» **Required work**
Copy all of the data below exactly as it is given.
───
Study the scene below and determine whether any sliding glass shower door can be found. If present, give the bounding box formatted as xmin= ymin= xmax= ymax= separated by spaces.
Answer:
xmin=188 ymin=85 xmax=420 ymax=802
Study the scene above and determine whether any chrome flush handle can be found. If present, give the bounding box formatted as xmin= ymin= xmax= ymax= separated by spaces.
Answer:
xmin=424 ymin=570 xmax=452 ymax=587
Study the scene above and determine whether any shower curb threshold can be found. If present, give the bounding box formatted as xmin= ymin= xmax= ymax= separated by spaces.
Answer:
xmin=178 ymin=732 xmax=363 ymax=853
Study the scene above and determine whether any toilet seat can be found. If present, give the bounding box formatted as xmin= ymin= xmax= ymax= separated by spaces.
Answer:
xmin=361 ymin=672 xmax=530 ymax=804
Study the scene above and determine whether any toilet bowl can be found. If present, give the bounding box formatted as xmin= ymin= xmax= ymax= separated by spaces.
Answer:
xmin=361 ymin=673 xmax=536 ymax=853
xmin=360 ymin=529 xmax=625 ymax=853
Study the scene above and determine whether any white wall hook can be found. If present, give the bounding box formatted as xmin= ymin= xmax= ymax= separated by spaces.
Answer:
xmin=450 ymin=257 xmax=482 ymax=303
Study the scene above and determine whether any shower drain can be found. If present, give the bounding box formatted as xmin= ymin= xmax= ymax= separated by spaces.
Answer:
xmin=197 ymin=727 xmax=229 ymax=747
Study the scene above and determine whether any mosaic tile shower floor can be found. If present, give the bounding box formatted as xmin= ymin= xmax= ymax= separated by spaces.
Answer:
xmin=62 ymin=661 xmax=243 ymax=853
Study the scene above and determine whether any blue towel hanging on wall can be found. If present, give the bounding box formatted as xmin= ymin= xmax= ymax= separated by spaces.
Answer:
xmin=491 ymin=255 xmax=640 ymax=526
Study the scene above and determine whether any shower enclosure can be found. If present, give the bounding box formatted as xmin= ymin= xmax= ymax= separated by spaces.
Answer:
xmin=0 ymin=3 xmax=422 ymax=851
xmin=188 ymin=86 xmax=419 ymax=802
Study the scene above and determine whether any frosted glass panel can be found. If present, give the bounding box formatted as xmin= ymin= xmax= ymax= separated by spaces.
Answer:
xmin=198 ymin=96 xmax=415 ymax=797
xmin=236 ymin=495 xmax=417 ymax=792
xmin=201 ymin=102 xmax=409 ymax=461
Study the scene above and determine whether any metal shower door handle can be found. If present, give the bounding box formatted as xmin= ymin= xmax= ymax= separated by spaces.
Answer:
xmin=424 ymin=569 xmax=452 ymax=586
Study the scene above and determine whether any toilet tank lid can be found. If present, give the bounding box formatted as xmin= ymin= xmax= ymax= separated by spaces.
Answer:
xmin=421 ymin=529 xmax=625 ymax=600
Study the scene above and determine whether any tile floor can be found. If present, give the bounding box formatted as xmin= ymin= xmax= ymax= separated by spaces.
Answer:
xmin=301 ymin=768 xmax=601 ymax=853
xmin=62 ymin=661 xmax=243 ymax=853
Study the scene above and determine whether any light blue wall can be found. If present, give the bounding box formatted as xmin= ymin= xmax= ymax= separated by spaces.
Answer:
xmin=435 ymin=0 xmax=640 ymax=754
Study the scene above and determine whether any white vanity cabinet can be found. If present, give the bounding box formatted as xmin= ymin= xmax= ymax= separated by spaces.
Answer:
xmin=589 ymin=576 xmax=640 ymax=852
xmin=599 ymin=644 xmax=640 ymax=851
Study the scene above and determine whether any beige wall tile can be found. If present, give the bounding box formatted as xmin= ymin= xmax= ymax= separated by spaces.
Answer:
───
» **Response for this exercise**
Study the scene below and determine whether any sliding glass shower door can be found. If present, give the bounding box formatted as xmin= ymin= xmax= ymax= separated by spaces.
Answer:
xmin=188 ymin=85 xmax=420 ymax=802
Study the scene above and determine whether any chrome flush handle can be found. If present, give the bounding box formatted as xmin= ymin= xmax= ymax= separated by spaces.
Answer:
xmin=424 ymin=570 xmax=452 ymax=587
Study the scene above and determine whether any shower curb threshold can be found. If present, give the bounding box formatted as xmin= ymin= xmax= ymax= separated by spaces.
Answer:
xmin=178 ymin=732 xmax=363 ymax=853
Study the scene above and determine whether any toilet seat can be found. If present, give the bounding box formatted as xmin= ymin= xmax= ymax= separated by spaces.
Answer:
xmin=361 ymin=672 xmax=530 ymax=804
Study the scene above and determine whether any toilet bowl can be found. If present, give the bounding box formatted as xmin= ymin= xmax= ymax= separated by spaces.
Answer:
xmin=361 ymin=673 xmax=536 ymax=853
xmin=360 ymin=529 xmax=625 ymax=853
Study the scene above and determine whether any white wall hook can be found. If present, give the bounding box formatted as xmin= ymin= xmax= ymax= separated by spaces.
Answer:
xmin=450 ymin=257 xmax=482 ymax=303
Study the scene above and determine whether any shower drain can be found. If present, give the bounding box formatted as xmin= ymin= xmax= ymax= separated by spaces.
Answer:
xmin=197 ymin=727 xmax=229 ymax=747
Study the scene above and determine whether any mosaic tile shower floor can be found. If present, give the bounding box formatted as xmin= ymin= xmax= ymax= separated by spaces.
Answer:
xmin=62 ymin=661 xmax=243 ymax=853
Study the scene above and determine whether any blue towel hanging on wall can be found. If present, give the bounding box formatted as xmin= ymin= xmax= ymax= separated by spaces.
Answer:
xmin=491 ymin=255 xmax=640 ymax=526
Study the scene above and determine whether any shower enclosure can be found. If present, give the bounding box formatted as xmin= ymin= xmax= ymax= separated by spaces.
Answer:
xmin=0 ymin=3 xmax=422 ymax=851
xmin=188 ymin=86 xmax=419 ymax=802
Study the scene above and determine whether any frosted glass panel can be found. If present, give the bounding box formatted as xmin= ymin= xmax= ymax= separated by spaces.
Answer:
xmin=198 ymin=96 xmax=415 ymax=797
xmin=236 ymin=495 xmax=417 ymax=792
xmin=201 ymin=102 xmax=409 ymax=461
Study the scene above and determine whether any metal shower door handle can be found. If present, give the bounding box formatted as xmin= ymin= xmax= ymax= separated by spaces.
Answer:
xmin=424 ymin=569 xmax=452 ymax=586
Study the scene above and determine whether any toilet tank lid can be found. If present, give the bounding box formatted as xmin= ymin= xmax= ymax= separated by spaces.
Answer:
xmin=421 ymin=529 xmax=625 ymax=600
Study the scene above and determine whether any tile floor can be found. If present, give the bounding box formatted as xmin= ymin= xmax= ymax= separated by spaces.
Answer:
xmin=301 ymin=768 xmax=601 ymax=853
xmin=62 ymin=661 xmax=243 ymax=853
Study the scene above and determine whether any light blue wall can be found. If present, give the bounding box formatted as xmin= ymin= xmax= ymax= separated by spaces.
Answer:
xmin=435 ymin=0 xmax=640 ymax=754
Study the scene above and determine whether any white vanity cabinet can be found. If present, give the bounding box formatted as xmin= ymin= xmax= ymax= separated by spaces.
Answer:
xmin=589 ymin=576 xmax=640 ymax=852
xmin=599 ymin=644 xmax=640 ymax=851
Study the scene above and determine whether any beige wall tile can be found. If present, give the bounding box formatted as xmin= ymin= xmax= ymax= separated by spaces.
Answer:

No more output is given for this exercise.